[Selected excerpt Boundary: Start]

Enter a value used as an auxiliary key to identify the particular aircraft for the purposes of NOTAM Filtering.

Taxi

Enter the taxi fuel burn rate in units per hour.

Taxi Fuel Rate

Enter the taxi fuel rate. Options are fixed <F> or blank (per hour).

Ballast

Enter the amount of standard ballast fuel. 

Note: This value populates the corresponding field in the Fuel group (Plan screen of N-FP UI).

Spare

Enter the weight of the spares.

Driftdown Method

Options are Off, Weight reduce, Escape Routes, and Automatic. 

• If set to Off, NFP does not provide any Escape Routes. 

• If set to Weight Reduce, NFP penalizes aircraft weight to meet MORA requirements (Method 1). 

• If set to Escape Routes, NFP generates Escape Routes (O2 or drift down – Method 2) if MORA value is higher than 10,000 feet along the route of flight. 

• If set to Automatic, NFP generates Escape Routes and if unable to do so safely, reduces aircraft weight as per Method 1.

Check Driftdown

Options are Yes or No. 

• If set to Yes, NFP checks MORA for all routes including alternates and reclear but not takeoff alternate. 

• If set to No, NFP only checks MORA for the main route.

Error on Driftdown

Options are Yes or No. 

• If set to Yes, NFP aborts a compute if a MORA check fails. 

• If set to No, NFP only provides a warning.

Driftdown Engines

Options are 1EO (one engine out), Off (off), Half (half engines). 

• If set to 1EO, NFP generates driftdown Escape Routes based on one engine out performance. 

• If set to Off, NFP does not generate any driftdown Escape Routes. 

• If set to Half, NFP generates driftdown Escape Routes based on the number of engines divided by 2. For 3 engine aircraft, H = 2 engines out. 

• If blank, the same behavior as Off occurs.

Advisory Fuel

Enter the amount of advisory fuel.

Advisory Reason

Enter an advisory fuel reason, e.g. codes.

Route IFR (Instrument Flight Rules) Fuel

Enter the amount of route IFR fuel.

Route IFR (Instrument Flight Rules) Time

Enter the route IFR time.

Alt IFR (Instrument Flight Rules) Fuel

Enter the amount of alternate IFR fuel.

Alt IFR (Instrument Flight Rules) Time

Enter the alternate IFR time.

Max FL

Set the maximum flight level the aircraft is capable of operating at. 

• Most often, this is set to the certified limit of the aircraft.

[Selected excerpt Boundary: End]
[Data for processing Boundary: Start]

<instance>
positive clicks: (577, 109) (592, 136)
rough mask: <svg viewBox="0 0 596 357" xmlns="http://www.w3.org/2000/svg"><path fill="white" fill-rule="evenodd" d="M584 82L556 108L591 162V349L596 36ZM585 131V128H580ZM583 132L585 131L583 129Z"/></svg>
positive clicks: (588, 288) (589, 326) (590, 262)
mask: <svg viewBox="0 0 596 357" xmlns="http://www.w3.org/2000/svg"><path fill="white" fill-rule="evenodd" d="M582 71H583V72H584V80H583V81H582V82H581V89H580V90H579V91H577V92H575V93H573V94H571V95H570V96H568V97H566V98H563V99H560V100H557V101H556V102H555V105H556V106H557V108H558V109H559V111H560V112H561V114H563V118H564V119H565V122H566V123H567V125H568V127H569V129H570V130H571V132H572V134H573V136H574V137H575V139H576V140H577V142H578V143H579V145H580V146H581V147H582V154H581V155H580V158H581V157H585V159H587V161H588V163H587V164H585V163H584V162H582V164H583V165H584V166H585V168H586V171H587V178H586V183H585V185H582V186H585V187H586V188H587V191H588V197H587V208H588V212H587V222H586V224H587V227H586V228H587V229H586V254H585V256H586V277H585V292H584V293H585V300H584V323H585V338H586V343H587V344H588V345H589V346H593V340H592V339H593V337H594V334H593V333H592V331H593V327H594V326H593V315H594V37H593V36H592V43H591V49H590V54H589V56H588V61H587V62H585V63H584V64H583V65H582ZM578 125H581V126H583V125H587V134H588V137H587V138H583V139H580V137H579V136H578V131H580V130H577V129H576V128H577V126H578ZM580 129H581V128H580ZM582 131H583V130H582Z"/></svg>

[Data for processing Boundary: End]

What to do —
[a] For each statement, say whether it agrees with the flight planning settings excerpt, answering yes or no and quoting the words of the excerpt that decide it: (i) When Check Driftdown is set to Yes, NFP checks MORA for the takeoff alternate. (ii) Leaving Driftdown Engines blank gives the same behavior as setting it to Off. (iii) When Error on Driftdown is set to No, NFP aborts a compute if a MORA check fails.
[b] In the saved entries, write out the lines from the very first one through the line containing "positive clicks: (588, 288)", substituting "foreground clicks" for "positive clicks" and leaving everything else unchanged.
The flight planning excerpt and the saved entries are independent of each other.

Expected outputs —
[a]
(i) No: "If set to Yes, NFP checks MORA for all routes including alternates and reclear but not takeoff alternate."
(ii) Yes: "If blank, the same behavior as Off occurs."
(iii) No: "If set to No, NFP only provides a warning."

[b]
<instance>
foreground clicks: (577, 109) (592, 136)
rough mask: <svg viewBox="0 0 596 357" xmlns="http://www.w3.org/2000/svg"><path fill="white" fill-rule="evenodd" d="M584 82L556 108L591 162V349L596 36ZM585 131V128H580ZM583 132L585 131L583 129Z"/></svg>
foreground clicks: (588, 288) (589, 326) (590, 262)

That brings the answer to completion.